Task directions
Which lines in the records below contain the word "tower"? List each of those lines in full.

-- start of Dataset excerpts --

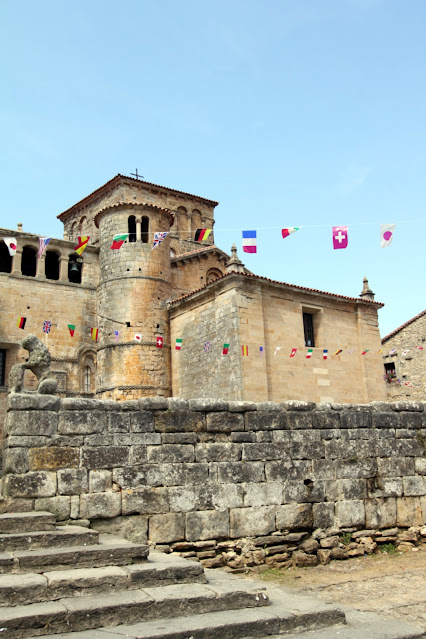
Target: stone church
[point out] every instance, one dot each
(137, 297)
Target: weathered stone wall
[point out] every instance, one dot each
(172, 470)
(410, 368)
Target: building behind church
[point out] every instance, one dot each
(181, 290)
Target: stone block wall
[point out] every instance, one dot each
(191, 471)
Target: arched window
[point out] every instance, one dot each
(213, 274)
(131, 222)
(29, 261)
(145, 229)
(87, 381)
(51, 266)
(75, 267)
(5, 259)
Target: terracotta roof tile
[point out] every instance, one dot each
(267, 279)
(413, 319)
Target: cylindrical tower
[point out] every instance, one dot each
(134, 286)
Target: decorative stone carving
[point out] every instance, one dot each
(39, 363)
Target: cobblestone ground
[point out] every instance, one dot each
(390, 585)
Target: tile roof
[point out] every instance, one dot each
(413, 319)
(120, 177)
(132, 205)
(294, 286)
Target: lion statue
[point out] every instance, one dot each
(39, 363)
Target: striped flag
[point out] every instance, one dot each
(202, 234)
(42, 242)
(249, 242)
(82, 243)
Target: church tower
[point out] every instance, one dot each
(134, 286)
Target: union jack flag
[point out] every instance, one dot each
(159, 237)
(47, 326)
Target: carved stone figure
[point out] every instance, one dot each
(39, 363)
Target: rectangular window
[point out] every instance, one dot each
(308, 328)
(2, 367)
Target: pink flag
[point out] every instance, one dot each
(340, 237)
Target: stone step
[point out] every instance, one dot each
(147, 605)
(18, 589)
(49, 559)
(27, 522)
(58, 537)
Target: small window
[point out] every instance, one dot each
(5, 259)
(308, 328)
(2, 367)
(75, 267)
(131, 222)
(51, 265)
(29, 261)
(87, 379)
(145, 229)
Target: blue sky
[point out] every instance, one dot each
(290, 113)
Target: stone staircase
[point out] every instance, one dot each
(74, 583)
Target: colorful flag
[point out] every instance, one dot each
(202, 234)
(158, 238)
(288, 231)
(43, 242)
(82, 243)
(47, 326)
(386, 234)
(340, 237)
(118, 240)
(249, 242)
(11, 244)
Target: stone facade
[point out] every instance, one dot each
(405, 359)
(174, 471)
(182, 289)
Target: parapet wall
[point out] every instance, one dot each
(198, 470)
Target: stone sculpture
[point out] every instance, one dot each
(39, 363)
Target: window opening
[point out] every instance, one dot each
(2, 367)
(51, 266)
(308, 328)
(5, 259)
(145, 229)
(29, 261)
(131, 222)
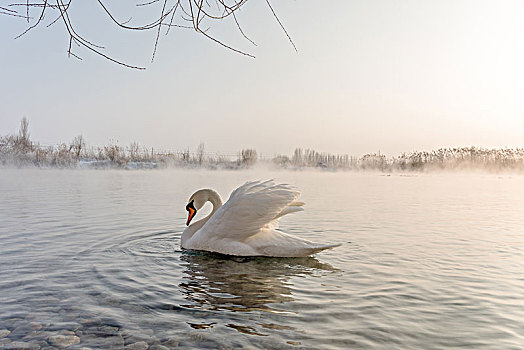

-- end of Dataset excerpts --

The completed task
Target: cylindrical tower
Target: church tower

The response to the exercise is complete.